Stored dataset items |
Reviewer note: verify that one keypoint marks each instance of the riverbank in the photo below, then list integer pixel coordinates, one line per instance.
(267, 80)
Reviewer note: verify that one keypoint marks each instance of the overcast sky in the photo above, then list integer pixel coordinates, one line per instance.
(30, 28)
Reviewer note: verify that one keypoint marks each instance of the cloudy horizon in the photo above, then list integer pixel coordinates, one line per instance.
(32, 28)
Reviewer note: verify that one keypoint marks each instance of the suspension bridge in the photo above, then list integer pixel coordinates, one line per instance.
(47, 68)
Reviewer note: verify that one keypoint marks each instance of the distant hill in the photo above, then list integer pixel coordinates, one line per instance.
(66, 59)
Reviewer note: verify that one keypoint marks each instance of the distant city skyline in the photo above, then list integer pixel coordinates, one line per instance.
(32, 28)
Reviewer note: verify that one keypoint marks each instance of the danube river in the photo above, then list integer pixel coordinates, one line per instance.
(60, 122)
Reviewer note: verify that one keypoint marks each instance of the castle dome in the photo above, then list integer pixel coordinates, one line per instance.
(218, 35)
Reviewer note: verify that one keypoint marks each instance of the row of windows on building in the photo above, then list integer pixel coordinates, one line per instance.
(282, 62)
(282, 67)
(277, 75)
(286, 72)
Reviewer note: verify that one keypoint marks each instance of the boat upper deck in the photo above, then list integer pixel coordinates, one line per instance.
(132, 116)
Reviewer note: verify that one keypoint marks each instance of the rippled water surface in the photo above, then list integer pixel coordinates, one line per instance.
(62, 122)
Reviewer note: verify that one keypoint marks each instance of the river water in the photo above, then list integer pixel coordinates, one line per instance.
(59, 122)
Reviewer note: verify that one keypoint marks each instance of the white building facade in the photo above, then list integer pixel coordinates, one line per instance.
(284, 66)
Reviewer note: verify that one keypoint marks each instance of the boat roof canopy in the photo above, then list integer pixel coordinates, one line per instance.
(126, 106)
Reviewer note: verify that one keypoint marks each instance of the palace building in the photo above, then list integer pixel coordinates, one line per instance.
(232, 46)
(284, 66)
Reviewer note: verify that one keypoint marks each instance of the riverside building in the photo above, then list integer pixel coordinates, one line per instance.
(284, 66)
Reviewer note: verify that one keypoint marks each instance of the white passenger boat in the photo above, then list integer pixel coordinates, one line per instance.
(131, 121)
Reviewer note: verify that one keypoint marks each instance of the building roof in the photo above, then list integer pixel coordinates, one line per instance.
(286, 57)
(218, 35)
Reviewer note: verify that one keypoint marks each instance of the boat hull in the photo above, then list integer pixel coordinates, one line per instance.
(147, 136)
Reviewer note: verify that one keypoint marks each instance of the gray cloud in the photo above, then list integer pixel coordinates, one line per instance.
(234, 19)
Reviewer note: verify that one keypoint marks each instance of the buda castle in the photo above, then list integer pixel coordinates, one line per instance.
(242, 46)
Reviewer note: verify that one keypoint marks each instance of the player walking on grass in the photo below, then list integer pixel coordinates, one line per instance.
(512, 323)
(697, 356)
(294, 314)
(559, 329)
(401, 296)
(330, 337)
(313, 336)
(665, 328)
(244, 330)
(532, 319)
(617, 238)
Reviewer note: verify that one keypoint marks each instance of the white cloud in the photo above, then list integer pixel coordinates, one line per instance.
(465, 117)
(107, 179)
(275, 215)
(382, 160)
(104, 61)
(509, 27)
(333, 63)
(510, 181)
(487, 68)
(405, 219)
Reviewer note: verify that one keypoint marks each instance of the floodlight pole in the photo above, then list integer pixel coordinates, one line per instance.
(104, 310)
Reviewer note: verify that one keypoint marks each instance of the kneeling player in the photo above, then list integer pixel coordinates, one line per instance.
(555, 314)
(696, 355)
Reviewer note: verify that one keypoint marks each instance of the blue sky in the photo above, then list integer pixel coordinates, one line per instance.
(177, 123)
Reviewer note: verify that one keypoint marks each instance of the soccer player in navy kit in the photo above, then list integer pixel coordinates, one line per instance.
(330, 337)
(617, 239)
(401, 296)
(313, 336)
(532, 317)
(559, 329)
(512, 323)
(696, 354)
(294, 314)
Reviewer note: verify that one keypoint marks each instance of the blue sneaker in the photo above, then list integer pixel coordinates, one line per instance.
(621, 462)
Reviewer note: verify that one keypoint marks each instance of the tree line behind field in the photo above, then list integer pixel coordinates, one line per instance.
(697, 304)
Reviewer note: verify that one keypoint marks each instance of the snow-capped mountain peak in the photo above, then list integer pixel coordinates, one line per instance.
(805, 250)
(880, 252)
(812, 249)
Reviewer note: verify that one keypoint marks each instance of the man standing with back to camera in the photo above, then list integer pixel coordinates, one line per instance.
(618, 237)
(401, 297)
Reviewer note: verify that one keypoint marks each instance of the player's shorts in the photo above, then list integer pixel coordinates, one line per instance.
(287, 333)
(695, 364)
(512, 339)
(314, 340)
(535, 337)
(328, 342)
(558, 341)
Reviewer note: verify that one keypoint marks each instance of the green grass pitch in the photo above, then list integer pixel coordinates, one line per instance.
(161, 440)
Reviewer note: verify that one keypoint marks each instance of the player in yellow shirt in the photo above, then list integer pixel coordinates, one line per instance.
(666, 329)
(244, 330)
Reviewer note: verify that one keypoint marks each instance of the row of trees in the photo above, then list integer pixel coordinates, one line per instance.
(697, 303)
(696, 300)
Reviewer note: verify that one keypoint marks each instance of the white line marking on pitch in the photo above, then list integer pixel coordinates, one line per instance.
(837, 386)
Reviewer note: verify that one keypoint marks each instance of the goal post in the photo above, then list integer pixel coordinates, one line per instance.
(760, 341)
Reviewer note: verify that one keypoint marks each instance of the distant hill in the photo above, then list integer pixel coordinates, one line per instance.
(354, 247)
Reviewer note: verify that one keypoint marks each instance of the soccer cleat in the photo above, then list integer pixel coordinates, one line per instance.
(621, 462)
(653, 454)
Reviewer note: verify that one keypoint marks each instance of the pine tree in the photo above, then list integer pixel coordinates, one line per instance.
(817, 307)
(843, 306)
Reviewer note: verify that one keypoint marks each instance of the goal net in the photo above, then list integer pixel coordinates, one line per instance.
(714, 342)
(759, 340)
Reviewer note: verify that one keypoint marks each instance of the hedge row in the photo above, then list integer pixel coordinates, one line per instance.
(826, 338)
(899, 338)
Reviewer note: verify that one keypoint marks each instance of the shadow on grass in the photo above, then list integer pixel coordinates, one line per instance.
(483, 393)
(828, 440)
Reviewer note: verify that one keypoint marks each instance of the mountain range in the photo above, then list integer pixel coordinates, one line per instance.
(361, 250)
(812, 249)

Exercise prompt |
Output every record above, exactly as written.

Exercise answer |
Reviewer note: verify that one keypoint marks each instance of the riverbank in the photo below, then list integer pixel coordinates, one line per instance.
(267, 80)
Reviewer note: verify that one keypoint marks each instance of the overcast sky in the photo above, then list integer pixel coordinates, one line per instance.
(30, 28)
Reviewer note: verify that one keypoint marks each instance of the cloudy horizon in the photo above, then list integer pixel coordinates, one line per instance.
(32, 28)
Reviewer note: verify that one keypoint marks each instance of the suspension bridge in the photo above, then list integer pixel coordinates, one line per instance.
(47, 68)
Reviewer note: verify that one keypoint marks each instance of the distant hill in the photo above, then list integer pixel coordinates, one line per instance.
(66, 59)
Reviewer note: verify that one keypoint marks each instance of the distant city skyline in the photo above, then list integer pixel coordinates, one line per instance.
(32, 28)
Reviewer note: verify that one keypoint marks each instance of the danube river in the photo above, then list integer pixel coordinates, one line per instance.
(60, 122)
Reviewer note: verify that one keypoint marks each instance of the castle dome in the photo above, then list integer pixel coordinates, one line per instance.
(218, 35)
Reviewer note: verify that one keypoint marks each instance of the row of windows on building in the photo above, then list integer pixel coordinates, one line per instance.
(282, 62)
(282, 67)
(277, 75)
(286, 72)
Reviewer note: verify that one keypoint marks each instance of the boat upper deck in the photo above, then list integer pixel coordinates, one line per instance.
(132, 116)
Reviewer note: verify that one keypoint marks each instance of the rippled water surface in the photo above, then list integer pixel coordinates, one line per instance.
(62, 122)
Reviewer note: verify that one keypoint marks each instance of the river water in the photo above, then list integer pixel coordinates, one line per instance.
(59, 122)
Reviewer note: verify that one keypoint marks each instance of the white building facade in the photo above, then list integer pixel coordinates, one line per instance.
(284, 66)
Reviewer note: verify that one keypoint marks each instance of the boat roof canopy in the photo above, then list integer pixel coordinates, one line per instance.
(126, 106)
Reviewer note: verify that one keypoint marks each instance of the palace building in the photo above, then list integer pixel coordinates, one line per instance.
(232, 46)
(284, 66)
Reviewer note: verify that one keypoint marks each instance of the riverside building in the photo above, then list integer pixel coordinates, one line per instance.
(284, 66)
Reviewer note: verify that one keypoint marks each instance of the white passenger boat in the photo above, then list integer pixel coordinates, one line per instance.
(131, 121)
Reviewer note: verify that one keypoint marks each instance of the building roof in the photo above, then list integer pixel coordinates, one line per instance.
(286, 57)
(218, 35)
Reviewer note: verify that one keypoint marks each instance of the boat hull in the photo above, then list integer pixel coordinates, one line per instance.
(147, 136)
Reviewer note: verify that one keypoint marks each instance of the gray cloud in the photo above, then list integer pixel coordinates, one line per instance.
(234, 19)
Reviewer note: verify that one keypoint marks each instance of the buda castle in the photo above, then list integer pixel coordinates, one line per instance.
(242, 46)
Reviewer note: verify that one keypoint marks each instance of the player walking on grass in the photo below, then list integer pixel coordinates, one line per instance.
(512, 323)
(697, 356)
(294, 314)
(559, 329)
(401, 296)
(330, 337)
(313, 336)
(665, 328)
(244, 330)
(532, 319)
(617, 238)
Reviewer note: verify that one keypoint marks each instance of the white cloud in the photo above, then list integer pixel coordinates, one line per instance.
(465, 117)
(107, 179)
(275, 215)
(382, 160)
(104, 61)
(509, 27)
(333, 63)
(510, 181)
(487, 68)
(405, 219)
Reviewer note: verify that one keypoint marks each instance of the floodlight pole in the photo above, then list integer pixel coordinates, one line per instance.
(104, 310)
Reviewer note: verify that one keypoint marks each instance of the kneeling player in the photo above, then list integer pixel coordinates, one line per instance.
(555, 314)
(696, 355)
Reviewer note: verify that one keypoint marks each instance of the blue sky in the photo above, then list integer pixel coordinates, one line per instance.
(177, 123)
Reviewer note: verify that one keypoint marks each instance of the soccer player in navy kit in the photo above, then list integer pixel coordinates, one line per instance.
(330, 337)
(617, 239)
(401, 296)
(313, 336)
(532, 317)
(559, 329)
(512, 323)
(696, 354)
(294, 314)
Reviewer note: verify that one keypoint marks each instance of the blue sneaker in the photo above, then list integer pixel coordinates, one line per instance.
(621, 462)
Reviewer note: verify that one keypoint marks each instance of the tree line behind field in the photo above, then list integer pixel coordinates, one line per instance.
(697, 304)
Reviewer note: verify that one keypoint marks each instance of the snow-capped mountain peak in the photo above, then list integer pixel coordinates, one line per instance.
(805, 250)
(880, 252)
(812, 249)
Reviewer note: verify that one keypoint marks each instance of the man standing with back to camera in the photo above, then list integer pixel coordinates, one line per instance.
(618, 237)
(401, 297)
Reviewer note: verify that one keypoint marks each instance of the player's shorts in the photo above, then list integer pixel coordinates, one line per instance.
(287, 333)
(695, 364)
(512, 339)
(314, 340)
(535, 337)
(328, 342)
(558, 341)
Reviewer note: verify that one keypoint marks each instance of the green grass pitch in the photo above, then list integer pixel coordinates, one line per instance.
(161, 440)
Reviewer note: verify that one keypoint marks each instance of the player in yellow shirt in the photo above, then list integer pixel coordinates, one line per instance.
(666, 329)
(244, 330)
Reviewer note: verify that one keypoint marks each instance of the row of trees in the photo above, then list integer pixel coordinates, one line per instance.
(697, 303)
(696, 300)
Reviewer note: verify that one keypoint marks each instance of the white line marking on pitch in the photo above, then list integer pixel coordinates, one line per instance.
(837, 386)
Reviewer note: verify that one keypoint marks each instance of the goal post in the photo above, then list integer pixel coordinates, one line per instance.
(760, 341)
Reviewer note: verify that one keypoint marks each instance of the distant hill in the photo above, then list integer pixel coordinates, one line per instance.
(354, 247)
Reviewer note: verify that one keypoint marks each instance of the soccer cleat in the photo above, then list integer pixel coordinates, one line per instance.
(621, 462)
(653, 454)
Reviewer note: verify that one keypoint marks each instance of the pine tree in the photo above, then list integer pixel coordinates, one line per instance.
(817, 307)
(843, 306)
Reviewer note: verify that one keypoint marks each instance of the goal net in the photo above, then list integer pixel coordinates, one line per instance.
(714, 342)
(759, 340)
Reviewer note: verify that one keypoint marks each instance of the hedge row in the photo above, then list integer pixel coordinates, one line per instance.
(826, 338)
(899, 338)
Reviewer note: verify that one keypoint marks each instance of the shadow on grass in the photo above, then list integer pixel coordinates, one line per instance.
(483, 393)
(828, 440)
Reviewer note: verify that one keypoint marks each instance of the mountain range in the photo above, then list integer pixel coordinates, one line per instance.
(361, 250)
(812, 249)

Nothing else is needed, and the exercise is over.